> [WORK TO COMPLETE] Find each line in the records below that contains the string "positive", matching case exactly, and copy those lines.

[Data items]
========================================================================

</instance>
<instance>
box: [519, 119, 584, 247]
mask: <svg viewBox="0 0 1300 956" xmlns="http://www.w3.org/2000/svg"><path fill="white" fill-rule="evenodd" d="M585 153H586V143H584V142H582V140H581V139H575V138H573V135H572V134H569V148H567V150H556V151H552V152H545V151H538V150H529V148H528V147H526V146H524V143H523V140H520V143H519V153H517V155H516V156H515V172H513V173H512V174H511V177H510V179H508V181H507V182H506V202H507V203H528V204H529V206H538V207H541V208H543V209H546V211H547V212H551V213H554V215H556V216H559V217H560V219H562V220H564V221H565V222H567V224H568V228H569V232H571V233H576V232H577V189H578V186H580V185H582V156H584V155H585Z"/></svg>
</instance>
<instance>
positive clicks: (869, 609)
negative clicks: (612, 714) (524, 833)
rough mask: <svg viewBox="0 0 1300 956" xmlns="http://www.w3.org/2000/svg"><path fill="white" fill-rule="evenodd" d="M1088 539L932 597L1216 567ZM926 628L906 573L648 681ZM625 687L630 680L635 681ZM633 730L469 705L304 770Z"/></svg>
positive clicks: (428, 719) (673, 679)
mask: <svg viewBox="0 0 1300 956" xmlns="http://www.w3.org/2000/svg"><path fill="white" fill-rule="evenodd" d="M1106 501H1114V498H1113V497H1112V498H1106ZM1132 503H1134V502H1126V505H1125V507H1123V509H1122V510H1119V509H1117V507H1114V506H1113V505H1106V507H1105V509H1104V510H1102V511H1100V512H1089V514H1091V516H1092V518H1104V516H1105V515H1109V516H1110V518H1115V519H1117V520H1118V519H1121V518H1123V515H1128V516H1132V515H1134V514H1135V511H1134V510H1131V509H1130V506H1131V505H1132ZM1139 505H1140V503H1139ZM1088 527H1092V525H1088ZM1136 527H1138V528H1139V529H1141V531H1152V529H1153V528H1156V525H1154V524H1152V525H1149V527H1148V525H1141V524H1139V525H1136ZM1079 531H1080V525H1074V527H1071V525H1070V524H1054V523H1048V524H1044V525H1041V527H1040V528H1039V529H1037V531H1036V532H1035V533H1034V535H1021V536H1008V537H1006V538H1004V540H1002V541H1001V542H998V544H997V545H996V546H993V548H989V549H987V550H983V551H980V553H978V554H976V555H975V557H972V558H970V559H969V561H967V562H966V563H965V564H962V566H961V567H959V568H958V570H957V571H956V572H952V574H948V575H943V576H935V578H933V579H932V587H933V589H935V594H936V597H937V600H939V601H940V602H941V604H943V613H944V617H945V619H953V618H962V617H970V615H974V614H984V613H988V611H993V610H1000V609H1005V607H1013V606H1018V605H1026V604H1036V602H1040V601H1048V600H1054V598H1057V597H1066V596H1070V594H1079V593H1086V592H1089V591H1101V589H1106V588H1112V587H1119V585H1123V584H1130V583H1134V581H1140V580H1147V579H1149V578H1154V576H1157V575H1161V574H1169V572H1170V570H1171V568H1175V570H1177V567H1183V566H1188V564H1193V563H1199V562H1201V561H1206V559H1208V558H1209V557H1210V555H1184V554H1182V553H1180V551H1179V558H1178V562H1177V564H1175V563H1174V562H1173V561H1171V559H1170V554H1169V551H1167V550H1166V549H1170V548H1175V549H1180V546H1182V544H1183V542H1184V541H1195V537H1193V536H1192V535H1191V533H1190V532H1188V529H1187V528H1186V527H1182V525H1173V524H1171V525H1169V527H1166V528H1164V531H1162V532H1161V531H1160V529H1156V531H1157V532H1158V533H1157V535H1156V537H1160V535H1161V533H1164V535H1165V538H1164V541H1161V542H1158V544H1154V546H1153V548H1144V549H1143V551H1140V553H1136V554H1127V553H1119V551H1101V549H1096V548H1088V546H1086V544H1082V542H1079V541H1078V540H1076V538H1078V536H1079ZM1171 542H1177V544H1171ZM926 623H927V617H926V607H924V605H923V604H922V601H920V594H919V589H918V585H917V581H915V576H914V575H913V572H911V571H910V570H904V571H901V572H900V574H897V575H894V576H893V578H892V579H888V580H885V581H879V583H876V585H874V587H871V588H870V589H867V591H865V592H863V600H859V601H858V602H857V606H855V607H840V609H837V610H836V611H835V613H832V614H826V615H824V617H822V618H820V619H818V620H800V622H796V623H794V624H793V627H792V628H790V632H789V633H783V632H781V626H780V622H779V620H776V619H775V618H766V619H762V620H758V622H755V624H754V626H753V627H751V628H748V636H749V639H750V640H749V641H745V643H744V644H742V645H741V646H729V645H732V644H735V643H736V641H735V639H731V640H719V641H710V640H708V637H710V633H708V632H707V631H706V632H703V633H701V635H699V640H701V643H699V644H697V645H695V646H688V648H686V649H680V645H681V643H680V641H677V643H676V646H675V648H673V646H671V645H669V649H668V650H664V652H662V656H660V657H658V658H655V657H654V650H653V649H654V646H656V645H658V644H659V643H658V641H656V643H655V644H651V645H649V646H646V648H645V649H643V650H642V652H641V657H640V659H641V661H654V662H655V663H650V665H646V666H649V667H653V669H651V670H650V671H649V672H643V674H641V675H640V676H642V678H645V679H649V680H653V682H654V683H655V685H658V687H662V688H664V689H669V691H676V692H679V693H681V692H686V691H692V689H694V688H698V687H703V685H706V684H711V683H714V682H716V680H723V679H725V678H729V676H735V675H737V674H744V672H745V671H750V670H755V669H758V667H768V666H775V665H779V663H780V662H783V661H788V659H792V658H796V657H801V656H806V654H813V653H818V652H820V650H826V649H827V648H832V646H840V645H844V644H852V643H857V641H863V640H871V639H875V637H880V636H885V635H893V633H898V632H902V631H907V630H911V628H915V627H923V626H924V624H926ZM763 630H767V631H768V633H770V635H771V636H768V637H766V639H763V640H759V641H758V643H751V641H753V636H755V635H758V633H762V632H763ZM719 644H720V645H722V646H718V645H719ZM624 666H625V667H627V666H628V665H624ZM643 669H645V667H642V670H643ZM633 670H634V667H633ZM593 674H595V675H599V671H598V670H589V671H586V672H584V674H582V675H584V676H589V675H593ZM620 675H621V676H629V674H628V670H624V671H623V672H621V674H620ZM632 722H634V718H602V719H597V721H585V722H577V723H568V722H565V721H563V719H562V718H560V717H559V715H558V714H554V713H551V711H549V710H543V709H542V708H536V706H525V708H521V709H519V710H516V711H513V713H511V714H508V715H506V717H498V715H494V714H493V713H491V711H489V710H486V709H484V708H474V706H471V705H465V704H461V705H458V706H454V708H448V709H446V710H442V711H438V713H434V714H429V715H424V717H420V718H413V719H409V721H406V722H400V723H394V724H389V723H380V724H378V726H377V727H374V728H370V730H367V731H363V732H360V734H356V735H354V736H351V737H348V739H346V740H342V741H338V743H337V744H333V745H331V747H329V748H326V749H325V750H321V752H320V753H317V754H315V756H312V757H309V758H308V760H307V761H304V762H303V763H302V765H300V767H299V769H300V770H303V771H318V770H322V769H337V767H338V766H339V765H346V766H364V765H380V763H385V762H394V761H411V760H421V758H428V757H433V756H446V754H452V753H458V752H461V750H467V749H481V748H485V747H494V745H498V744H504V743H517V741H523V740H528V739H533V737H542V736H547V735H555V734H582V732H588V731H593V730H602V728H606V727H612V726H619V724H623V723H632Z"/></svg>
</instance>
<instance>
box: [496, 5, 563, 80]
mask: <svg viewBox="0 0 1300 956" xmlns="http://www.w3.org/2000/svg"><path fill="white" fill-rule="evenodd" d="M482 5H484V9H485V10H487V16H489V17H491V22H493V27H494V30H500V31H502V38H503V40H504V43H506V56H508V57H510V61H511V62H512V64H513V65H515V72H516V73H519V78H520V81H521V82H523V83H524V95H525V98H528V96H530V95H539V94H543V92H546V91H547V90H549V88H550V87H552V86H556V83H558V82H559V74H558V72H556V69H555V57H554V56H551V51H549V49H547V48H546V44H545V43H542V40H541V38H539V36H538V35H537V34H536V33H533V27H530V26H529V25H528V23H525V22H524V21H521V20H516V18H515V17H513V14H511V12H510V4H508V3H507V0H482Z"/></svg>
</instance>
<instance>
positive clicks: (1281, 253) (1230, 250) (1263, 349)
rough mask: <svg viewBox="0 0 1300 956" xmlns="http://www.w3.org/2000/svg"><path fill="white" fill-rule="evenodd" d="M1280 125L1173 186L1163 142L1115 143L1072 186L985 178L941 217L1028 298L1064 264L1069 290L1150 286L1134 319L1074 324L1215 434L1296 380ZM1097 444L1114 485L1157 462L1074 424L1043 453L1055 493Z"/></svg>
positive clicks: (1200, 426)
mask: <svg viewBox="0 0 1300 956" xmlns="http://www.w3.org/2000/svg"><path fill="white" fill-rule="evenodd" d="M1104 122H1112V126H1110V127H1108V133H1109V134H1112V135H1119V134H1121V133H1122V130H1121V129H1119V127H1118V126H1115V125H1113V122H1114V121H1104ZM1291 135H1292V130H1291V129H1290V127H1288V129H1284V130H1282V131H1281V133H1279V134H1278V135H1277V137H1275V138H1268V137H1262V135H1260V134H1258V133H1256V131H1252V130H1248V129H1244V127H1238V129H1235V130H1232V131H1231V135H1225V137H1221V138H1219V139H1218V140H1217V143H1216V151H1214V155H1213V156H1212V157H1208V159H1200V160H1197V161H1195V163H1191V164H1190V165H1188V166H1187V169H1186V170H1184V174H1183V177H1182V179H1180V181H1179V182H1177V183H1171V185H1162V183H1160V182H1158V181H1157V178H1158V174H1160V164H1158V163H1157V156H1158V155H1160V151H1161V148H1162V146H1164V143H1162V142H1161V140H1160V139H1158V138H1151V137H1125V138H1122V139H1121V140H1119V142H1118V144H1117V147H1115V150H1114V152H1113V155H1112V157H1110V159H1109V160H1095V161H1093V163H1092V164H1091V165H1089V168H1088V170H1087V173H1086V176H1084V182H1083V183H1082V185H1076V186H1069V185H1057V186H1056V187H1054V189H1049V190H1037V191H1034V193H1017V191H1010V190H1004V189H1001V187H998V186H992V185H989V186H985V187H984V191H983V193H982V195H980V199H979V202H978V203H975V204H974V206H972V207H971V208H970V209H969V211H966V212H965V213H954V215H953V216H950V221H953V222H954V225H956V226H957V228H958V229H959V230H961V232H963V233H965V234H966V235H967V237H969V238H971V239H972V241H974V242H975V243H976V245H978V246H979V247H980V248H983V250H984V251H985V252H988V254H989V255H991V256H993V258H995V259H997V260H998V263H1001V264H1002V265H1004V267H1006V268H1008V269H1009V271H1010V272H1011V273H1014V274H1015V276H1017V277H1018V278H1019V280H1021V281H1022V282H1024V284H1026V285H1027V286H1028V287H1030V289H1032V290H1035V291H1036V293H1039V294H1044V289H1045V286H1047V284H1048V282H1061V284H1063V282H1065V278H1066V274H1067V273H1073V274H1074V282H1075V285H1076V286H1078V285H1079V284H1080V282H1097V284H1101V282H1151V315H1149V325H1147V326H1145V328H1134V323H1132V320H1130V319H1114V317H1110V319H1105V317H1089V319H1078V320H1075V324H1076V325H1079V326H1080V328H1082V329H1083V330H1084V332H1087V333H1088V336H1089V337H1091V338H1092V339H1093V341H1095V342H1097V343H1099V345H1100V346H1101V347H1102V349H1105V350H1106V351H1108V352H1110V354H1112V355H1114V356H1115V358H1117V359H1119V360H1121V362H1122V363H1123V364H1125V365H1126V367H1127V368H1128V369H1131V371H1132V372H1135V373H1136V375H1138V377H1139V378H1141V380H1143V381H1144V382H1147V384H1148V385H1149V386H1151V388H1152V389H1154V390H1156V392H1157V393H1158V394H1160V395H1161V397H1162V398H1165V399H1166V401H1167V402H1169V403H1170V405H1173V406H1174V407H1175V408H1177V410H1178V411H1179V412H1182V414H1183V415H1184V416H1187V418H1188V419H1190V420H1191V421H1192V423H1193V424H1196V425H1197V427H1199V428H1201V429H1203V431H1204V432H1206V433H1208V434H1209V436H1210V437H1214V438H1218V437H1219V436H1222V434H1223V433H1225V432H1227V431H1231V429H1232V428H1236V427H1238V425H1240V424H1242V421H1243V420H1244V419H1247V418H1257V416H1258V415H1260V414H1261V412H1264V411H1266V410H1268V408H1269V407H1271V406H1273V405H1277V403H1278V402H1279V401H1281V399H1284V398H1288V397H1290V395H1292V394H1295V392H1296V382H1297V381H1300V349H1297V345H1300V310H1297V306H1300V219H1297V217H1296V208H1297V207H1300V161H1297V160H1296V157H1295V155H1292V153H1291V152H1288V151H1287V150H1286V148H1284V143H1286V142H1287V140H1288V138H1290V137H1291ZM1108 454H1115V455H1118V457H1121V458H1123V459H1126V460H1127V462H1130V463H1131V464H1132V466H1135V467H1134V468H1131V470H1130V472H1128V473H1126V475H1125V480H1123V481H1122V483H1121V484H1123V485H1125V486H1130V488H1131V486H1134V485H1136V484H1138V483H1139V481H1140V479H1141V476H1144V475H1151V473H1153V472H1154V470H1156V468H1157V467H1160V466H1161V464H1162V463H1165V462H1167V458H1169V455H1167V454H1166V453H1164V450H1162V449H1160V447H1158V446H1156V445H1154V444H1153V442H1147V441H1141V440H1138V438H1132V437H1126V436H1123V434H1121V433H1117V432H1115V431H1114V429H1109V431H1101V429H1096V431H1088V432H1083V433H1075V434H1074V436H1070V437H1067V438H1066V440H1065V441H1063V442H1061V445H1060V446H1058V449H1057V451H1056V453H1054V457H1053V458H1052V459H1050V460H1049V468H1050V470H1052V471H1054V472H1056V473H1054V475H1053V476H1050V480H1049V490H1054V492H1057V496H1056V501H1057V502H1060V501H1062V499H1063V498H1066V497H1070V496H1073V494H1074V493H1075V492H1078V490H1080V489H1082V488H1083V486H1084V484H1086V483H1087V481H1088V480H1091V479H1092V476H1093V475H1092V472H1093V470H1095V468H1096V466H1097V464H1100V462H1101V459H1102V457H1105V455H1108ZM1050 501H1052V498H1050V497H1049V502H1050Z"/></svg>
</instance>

========================================================================

> [EXERCISE SOLUTION]
positive clicks: (869, 609)
positive clicks: (428, 719) (673, 679)
positive clicks: (1281, 253) (1230, 250) (1263, 349)
positive clicks: (1200, 426)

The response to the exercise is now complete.